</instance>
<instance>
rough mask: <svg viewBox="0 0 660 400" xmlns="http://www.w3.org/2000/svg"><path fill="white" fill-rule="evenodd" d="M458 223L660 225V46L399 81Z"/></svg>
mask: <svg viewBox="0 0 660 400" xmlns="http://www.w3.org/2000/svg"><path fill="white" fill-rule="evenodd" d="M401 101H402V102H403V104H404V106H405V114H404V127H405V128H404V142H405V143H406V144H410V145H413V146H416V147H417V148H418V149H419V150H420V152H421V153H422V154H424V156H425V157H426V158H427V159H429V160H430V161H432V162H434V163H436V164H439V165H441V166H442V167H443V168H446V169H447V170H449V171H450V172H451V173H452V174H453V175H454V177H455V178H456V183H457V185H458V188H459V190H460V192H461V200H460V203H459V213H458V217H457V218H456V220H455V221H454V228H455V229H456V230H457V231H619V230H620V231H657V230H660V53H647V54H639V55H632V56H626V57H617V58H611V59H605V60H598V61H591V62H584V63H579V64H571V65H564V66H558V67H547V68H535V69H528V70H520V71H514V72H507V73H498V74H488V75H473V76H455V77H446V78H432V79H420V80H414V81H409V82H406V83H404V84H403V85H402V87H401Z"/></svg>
---
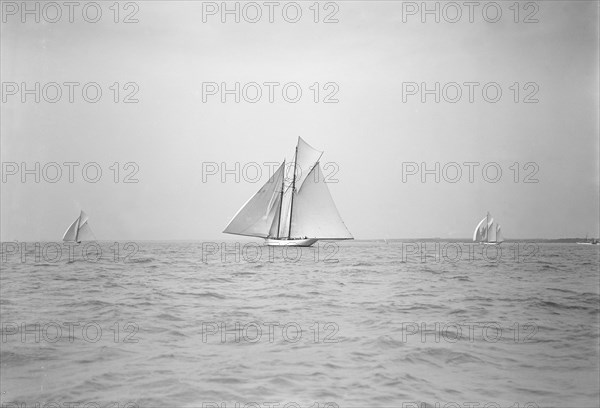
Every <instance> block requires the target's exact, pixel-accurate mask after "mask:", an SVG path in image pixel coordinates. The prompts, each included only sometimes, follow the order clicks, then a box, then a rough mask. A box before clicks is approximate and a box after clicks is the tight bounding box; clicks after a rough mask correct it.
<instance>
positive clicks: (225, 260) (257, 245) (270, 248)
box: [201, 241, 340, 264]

### [TASK REQUIREMENTS]
The answer must be a single number: how many lines in the listing above include the word "instance".

### [RESPONSE]
4